Could you retype all of the records exactly, leaving out every picture?

Dataset excerpts
========================================================================
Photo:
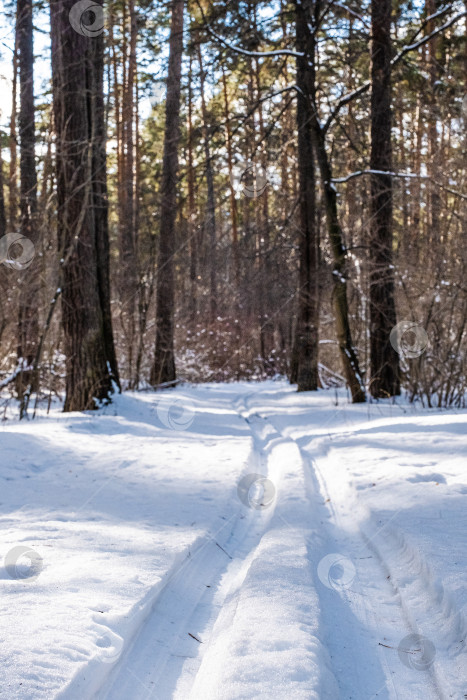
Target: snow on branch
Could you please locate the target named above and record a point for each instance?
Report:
(359, 173)
(254, 54)
(345, 99)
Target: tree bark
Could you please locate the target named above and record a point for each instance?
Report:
(88, 370)
(12, 179)
(340, 301)
(163, 369)
(305, 354)
(211, 207)
(384, 361)
(28, 324)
========================================================================
- _Answer to the exercise_:
Photo:
Target: snow on branch
Could you please locate the target named above and record a point for each instance?
Report:
(359, 173)
(254, 54)
(345, 99)
Target: tree bark
Could you please locate the target named above and record a point for each instance?
Report:
(88, 370)
(12, 179)
(340, 301)
(163, 369)
(305, 354)
(211, 207)
(384, 361)
(28, 324)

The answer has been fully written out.